__YOUR OBJECTIVE__.
Reproduce each of the rows below word for word.

__INFORMATION GIVEN__.
• • • • •

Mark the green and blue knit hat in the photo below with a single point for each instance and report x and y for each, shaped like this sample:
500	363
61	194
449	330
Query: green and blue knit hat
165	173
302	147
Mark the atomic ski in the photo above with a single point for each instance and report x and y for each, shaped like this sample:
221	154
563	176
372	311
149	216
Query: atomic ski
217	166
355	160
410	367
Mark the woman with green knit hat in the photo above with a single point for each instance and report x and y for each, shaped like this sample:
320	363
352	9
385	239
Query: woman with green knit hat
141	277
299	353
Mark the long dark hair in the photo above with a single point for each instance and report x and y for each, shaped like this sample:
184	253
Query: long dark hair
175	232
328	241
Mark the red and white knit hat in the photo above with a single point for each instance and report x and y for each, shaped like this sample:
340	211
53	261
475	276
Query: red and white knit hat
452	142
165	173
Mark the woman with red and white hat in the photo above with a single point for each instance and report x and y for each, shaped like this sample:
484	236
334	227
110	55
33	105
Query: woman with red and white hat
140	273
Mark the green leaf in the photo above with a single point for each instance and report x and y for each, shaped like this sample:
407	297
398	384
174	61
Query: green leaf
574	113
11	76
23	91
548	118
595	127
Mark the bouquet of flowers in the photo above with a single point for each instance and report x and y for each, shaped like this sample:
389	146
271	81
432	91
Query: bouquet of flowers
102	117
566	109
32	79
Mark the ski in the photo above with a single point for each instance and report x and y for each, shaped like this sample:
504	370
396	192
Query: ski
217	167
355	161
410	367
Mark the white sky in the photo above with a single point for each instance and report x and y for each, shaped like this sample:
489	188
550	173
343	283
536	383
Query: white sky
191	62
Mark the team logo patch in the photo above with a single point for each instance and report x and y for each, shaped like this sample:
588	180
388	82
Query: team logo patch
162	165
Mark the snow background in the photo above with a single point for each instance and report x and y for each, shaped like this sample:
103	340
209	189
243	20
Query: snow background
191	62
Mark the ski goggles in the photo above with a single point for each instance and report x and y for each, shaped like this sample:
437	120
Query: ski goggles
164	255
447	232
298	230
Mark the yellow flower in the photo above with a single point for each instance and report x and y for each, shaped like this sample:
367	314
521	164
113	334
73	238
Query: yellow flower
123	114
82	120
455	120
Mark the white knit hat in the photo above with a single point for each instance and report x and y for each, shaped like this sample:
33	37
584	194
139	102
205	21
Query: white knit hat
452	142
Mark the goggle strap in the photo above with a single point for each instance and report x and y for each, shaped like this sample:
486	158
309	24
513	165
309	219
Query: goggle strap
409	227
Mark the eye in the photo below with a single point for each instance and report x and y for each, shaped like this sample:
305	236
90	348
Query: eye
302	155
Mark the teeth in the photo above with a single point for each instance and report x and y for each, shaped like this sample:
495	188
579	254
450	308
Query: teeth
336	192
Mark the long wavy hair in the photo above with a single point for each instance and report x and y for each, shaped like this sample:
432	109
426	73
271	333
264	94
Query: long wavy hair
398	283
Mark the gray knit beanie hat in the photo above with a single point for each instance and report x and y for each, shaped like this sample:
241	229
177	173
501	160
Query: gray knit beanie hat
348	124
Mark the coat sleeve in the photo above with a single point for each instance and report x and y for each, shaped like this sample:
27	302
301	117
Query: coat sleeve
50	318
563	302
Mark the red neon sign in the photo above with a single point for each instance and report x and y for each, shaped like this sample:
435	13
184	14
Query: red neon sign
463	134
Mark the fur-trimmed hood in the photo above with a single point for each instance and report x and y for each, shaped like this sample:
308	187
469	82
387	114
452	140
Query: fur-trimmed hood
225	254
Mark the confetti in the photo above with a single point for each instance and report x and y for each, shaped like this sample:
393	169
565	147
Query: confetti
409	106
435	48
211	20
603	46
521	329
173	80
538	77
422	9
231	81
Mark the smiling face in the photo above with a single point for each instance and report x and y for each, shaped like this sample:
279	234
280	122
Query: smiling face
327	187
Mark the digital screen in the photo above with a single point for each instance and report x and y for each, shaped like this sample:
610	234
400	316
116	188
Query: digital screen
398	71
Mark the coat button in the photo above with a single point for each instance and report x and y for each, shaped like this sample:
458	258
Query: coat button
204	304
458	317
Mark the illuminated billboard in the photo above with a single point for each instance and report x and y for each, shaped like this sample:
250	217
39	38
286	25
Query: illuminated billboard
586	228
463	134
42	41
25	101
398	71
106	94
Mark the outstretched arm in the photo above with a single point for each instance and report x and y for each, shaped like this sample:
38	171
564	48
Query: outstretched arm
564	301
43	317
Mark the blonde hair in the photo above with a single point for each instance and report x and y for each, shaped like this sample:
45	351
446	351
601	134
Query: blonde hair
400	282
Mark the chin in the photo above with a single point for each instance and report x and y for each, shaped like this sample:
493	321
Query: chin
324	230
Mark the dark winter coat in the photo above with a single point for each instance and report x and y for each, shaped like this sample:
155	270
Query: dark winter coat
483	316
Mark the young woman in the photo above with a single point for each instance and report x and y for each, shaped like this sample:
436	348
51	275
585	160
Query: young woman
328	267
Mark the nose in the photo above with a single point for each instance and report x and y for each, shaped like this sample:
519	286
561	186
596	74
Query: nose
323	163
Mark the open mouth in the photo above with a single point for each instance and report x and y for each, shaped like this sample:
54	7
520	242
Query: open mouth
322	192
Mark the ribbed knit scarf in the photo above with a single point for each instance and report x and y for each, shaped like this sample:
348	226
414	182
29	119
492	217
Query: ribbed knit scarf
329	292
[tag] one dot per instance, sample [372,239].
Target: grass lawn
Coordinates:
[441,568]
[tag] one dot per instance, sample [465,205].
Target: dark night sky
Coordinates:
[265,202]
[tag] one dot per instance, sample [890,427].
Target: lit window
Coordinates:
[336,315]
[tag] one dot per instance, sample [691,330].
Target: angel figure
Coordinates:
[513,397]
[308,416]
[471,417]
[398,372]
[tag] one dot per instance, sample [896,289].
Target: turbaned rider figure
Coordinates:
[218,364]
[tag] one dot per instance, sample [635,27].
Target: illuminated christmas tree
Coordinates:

• • • • •

__SOLUTION FOR THIS TASK__.
Mark the green and blue knit hat in the photo below with a single point for each instance and report x and y for each, shaped like this sample:
500	363
61	194
449	330
Query: green and blue knit hat
165	173
302	147
Mark the atomic ski in the photo above with a single point for each instance and report x and y for each, shaped like this sample:
221	154
563	176
372	311
149	216
Query: atomic ski
217	166
355	160
410	367
Mark the woman with green knit hat in the photo above with a single point for each instance and report x and y for each, shaped like this sample:
320	363
352	9
385	239
Query: woman with green knit hat
141	277
299	353
Mark the long dark hair in the photo above with a single point for each instance and report x and y for each, shaped like this sample:
184	253
Query: long dark hair
175	232
328	241
Mark the red and white knit hat in the photo above with a single point for each instance and report x and y for each, shaped like this sample:
340	211
53	261
475	276
Query: red and white knit hat
452	142
165	173
Mark the woman with red and white hat in the photo above with a single point for each instance and report x and y for each, shaped like this sample:
484	236
334	227
110	55
33	105
Query: woman with red and white hat
140	273
Mark the green leaf in the photo above with a single point for each instance and report x and y for each, shaped like this sample:
407	297
398	384
174	61
Query: green leaf
574	113
11	76
23	91
548	118
595	127
Mark the bouquet of flowers in the photo above with a single point for each instance and report x and y for each, shaped like this sample:
389	146
271	81
432	91
Query: bouquet of flowers
102	117
566	109
32	79
Mark the ski in the photo above with a single point for each instance and report x and y for each, shaped like this sample:
504	370
396	192
Query: ski
217	167
355	161
410	367
Mark the white sky in the photo above with a single point for each instance and report x and y for each, shaped like this sample:
489	188
550	173
343	283
536	383
Query: white sky
191	62
Mark the team logo patch in the photo above with a single point for each instance and report x and y for each, shaped like this sample:
588	180
388	82
Query: team logo patch
162	165
Mark the snow background in the photo above with a single point for each instance and report x and y for each, shaped like this sample:
103	340
209	189
243	20
Query: snow background
191	62
Mark the ski goggles in the photo above with a single point for each instance and report x and y for each, shaped like this sample:
437	120
Query: ski goggles
164	255
447	232
298	230
Mark the yellow flower in the photo above with a single point for each instance and report x and y for each, shaped like this sample:
367	314
521	164
113	334
73	238
Query: yellow flower
123	114
82	120
455	120
Mark the white knit hat in the photo above with a single point for each instance and report x and y for each, shaped like this sample:
33	37
584	194
139	102
205	21
Query: white knit hat
452	142
Mark the goggle strap in the photo above with a single point for each instance and report x and y for each, shaped like this sample:
486	158
309	24
513	165
309	219
Query: goggle strap
409	227
Mark the eye in the photo below with a single point for each instance and report x and y for each, shaped like this sample:
305	236
90	348
Query: eye
302	155
Mark the teeth in the photo above with a single point for each instance and report x and y for each, shaped like this sample:
495	188
579	254
450	308
Query: teeth
336	192
Mark the long wavy hair in the photo above with a single point for each instance and report x and y for each, shaped like this sample:
432	109
426	73
271	333
264	94
Query: long wavy hair
398	283
Mark the gray knit beanie hat in the photo above with a single point for each instance and report x and y for each, shaped like this sample:
241	229
177	173
501	160
Query: gray knit beanie hat
348	124
Mark the coat sleeve in the photo above with a single point for each instance and report x and y for each, shaped like this sample:
27	302
301	117
Query: coat sleeve
50	318
563	302
Mark the red neon sign in the photo above with a single point for each instance and report x and y for each, shaped like this sample:
435	13
184	14
Query: red neon sign
463	134
Mark the fur-trimmed hood in the photo above with a single point for each instance and report x and y for each, shaped like this sample:
308	187
469	82
387	114
452	140
Query: fur-trimmed hood
225	254
Mark the confetti in the photo above with a single point for each instance and report x and y for each, shaped like this sample:
393	169
565	147
Query: confetti
409	106
435	48
211	20
603	46
521	329
173	80
538	77
422	9
231	81
Mark the smiling face in the photo above with a single point for each instance and report x and y for each, shaped like this sample:
279	234
280	122
Query: smiling face
327	187
Mark the digital screen in the photo above with a single point for each instance and report x and y for each, shaped like this sample:
610	234
400	316
116	188
Query: digital screen
398	71
Mark the coat button in the photo above with a single point for each instance and report x and y for each, shaped like this sample:
458	258
Query: coat button
204	304
458	317
Mark the illuminated billboard in the photo above with a single point for each instance and report x and y for each, shaped like this sample:
250	217
39	38
286	25
Query: illuminated billboard
586	228
463	134
42	41
25	101
398	71
106	94
Mark the outstretched arm in the photo above with a single point for each instance and report x and y for each, shaped like this sample:
38	171
564	48
Query: outstretched arm
564	301
43	317
Mark the blonde hair in the photo above with a single point for each instance and report x and y for each, shaped like this sample:
45	351
446	351
601	134
Query: blonde hair
400	282
Mark the chin in the photo above with a single point for each instance and report x and y for each, shaped like this sample:
493	321
Query: chin
324	230
Mark the dark winter coat in the photo above with a single point for each instance and report x and y for each, shaped like this sample:
155	270
Query: dark winter coat
483	316
Mark the young woman in the photo above with a single point for each instance and report x and y for each, shaped like this sample:
436	348
51	275
585	160
Query: young woman
328	267
Mark the nose in the photo above with a single point for each instance and report x and y for each, shaped like this sample:
519	286
561	186
596	74
Query: nose
323	163
Mark the open mouth in the photo above with a single point for each instance and report x and y for each, shaped like this sample:
54	7
520	242
Query: open mouth
322	192
Mark the ribbed knit scarf in the photo above with a single point for each instance and report x and y for each, shaped like this sample:
348	226
414	182
29	119
492	217
Query: ribbed knit scarf
329	292
[tag] one dot per instance, sample [372,239].
Target: grass lawn
Coordinates:
[441,568]
[tag] one dot per instance, sample [465,205].
Target: dark night sky
Coordinates:
[265,202]
[tag] one dot per instance, sample [890,427].
Target: lit window
Coordinates:
[336,315]
[tag] one dot per instance, sample [691,330].
Target: angel figure
Coordinates:
[513,397]
[308,416]
[471,417]
[398,372]
[tag] one dot per instance, sample [896,289].
Target: turbaned rider figure
Coordinates:
[218,364]
[tag] one dot per instance, sample [635,27].
Target: illuminated christmas tree
Coordinates:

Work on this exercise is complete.